***** SOURCE DOCUMENT

Another danger is that the technology may be used for the purposes of deception and misrepresentation. While remakes featuring politicians playing multiplayer games remain in the realm of innocent jokes, putting words that the politicians have never said into their mouths, for example, during an election campaign, is already dangerous and can have serious consequences for society as a whole. Currently, the elderly are particularly vulnerable to such fakes and manipulation, however, with the improvement of models and the parallel development of methods for generating images and mouth movements, even those who are familiar with the phenomenon may find it increasingly difficult to tell the difference between what is false and what is real [5].
In the worst-case scenario, such deceptions can result in identity theft. From time to time, we learn about celebrities appearing in advertisements that they have never heard of [6]. Experts and authorities in specific fields, such as doctors, can also fall victim to this kind of identity theft when their artificially created image is used to advertise various preparations that often have nothing to do with medicine. Such situations, already occurring in our country [7], are particularly harmful, as potential recipients of such advertisements are not only exposed to needless expenses but also risk their health and potentially even their lives. Biometric verification by voice is also quite common. If a faithful model of a customer’s voice is created and there is a leak of his or her personal data, the consequences may be disastrous. The risk of such a scenario has already materialised for an application developed by the Australian government [8].

**********

WORK INSTRUCTION
Reproduce word for word the portion of the passage on deception and identity theft that runs between "Another danger is" and "is real [5].", inclusive.

***** THE DATA

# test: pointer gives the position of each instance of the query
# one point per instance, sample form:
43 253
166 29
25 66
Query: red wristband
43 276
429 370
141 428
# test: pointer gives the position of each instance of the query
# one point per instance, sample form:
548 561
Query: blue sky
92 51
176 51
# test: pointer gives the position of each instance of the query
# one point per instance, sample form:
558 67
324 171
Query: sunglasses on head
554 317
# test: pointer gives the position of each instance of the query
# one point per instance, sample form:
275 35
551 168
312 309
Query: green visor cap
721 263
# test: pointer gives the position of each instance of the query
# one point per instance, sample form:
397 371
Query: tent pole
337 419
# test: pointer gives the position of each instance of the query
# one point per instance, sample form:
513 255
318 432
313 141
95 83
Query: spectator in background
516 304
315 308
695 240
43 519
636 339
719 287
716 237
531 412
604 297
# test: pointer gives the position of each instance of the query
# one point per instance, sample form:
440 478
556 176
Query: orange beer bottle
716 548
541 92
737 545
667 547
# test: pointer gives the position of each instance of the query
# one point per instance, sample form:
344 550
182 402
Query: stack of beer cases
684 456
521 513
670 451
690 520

**********
***** THE DATA

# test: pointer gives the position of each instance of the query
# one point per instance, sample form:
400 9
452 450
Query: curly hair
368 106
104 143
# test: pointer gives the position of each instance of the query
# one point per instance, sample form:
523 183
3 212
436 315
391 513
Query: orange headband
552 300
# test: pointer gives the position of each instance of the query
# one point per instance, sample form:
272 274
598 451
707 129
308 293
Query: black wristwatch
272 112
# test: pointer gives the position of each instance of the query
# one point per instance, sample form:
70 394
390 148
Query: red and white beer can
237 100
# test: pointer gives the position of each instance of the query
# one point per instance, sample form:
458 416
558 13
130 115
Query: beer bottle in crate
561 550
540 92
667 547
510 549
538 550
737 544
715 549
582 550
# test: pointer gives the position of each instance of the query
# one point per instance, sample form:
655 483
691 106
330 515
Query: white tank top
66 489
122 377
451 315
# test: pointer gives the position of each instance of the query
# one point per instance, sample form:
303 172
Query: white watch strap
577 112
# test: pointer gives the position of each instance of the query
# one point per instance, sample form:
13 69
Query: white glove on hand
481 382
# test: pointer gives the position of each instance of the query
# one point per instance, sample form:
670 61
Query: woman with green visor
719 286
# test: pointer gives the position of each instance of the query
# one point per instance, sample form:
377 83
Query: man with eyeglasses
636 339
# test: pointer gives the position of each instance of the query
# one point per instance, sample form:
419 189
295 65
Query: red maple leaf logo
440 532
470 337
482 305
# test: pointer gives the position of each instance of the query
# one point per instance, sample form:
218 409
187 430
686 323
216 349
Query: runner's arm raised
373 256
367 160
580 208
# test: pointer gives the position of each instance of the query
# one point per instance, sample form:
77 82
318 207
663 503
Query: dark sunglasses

**********
***** THE DATA

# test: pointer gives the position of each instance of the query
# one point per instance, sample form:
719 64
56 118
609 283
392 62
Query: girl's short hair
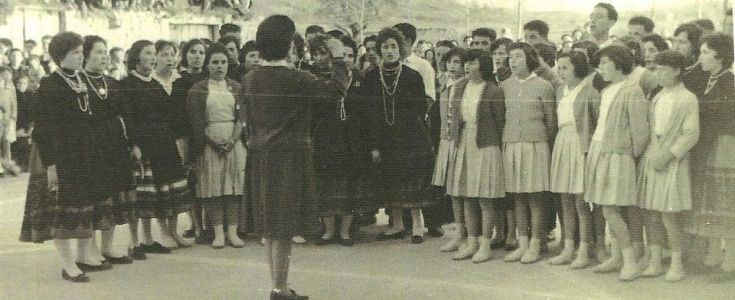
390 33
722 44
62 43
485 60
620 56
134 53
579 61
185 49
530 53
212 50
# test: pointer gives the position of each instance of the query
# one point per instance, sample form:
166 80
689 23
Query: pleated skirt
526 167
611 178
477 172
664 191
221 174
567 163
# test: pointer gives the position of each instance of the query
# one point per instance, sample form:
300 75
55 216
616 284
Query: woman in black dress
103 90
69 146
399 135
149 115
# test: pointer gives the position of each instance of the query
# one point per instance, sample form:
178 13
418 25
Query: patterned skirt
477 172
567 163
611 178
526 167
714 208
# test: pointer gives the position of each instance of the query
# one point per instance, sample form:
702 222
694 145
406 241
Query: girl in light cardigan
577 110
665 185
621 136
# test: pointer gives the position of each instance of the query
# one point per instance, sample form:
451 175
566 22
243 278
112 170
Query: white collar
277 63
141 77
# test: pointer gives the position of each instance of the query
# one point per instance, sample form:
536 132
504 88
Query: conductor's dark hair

**********

ANSWER SECTION
Another danger is that the technology may be used for the purposes of deception and misrepresentation. While remakes featuring politicians playing multiplayer games remain in the realm of innocent jokes, putting words that the politicians have never said into their mouths, for example, during an election campaign, is already dangerous and can have serious consequences for society as a whole. Currently, the elderly are particularly vulnerable to such fakes and manipulation, however, with the improvement of models and the parallel development of methods for generating images and mouth movements, even those who are familiar with the phenomenon may find it increasingly difficult to tell the difference between what is false and what is real [5].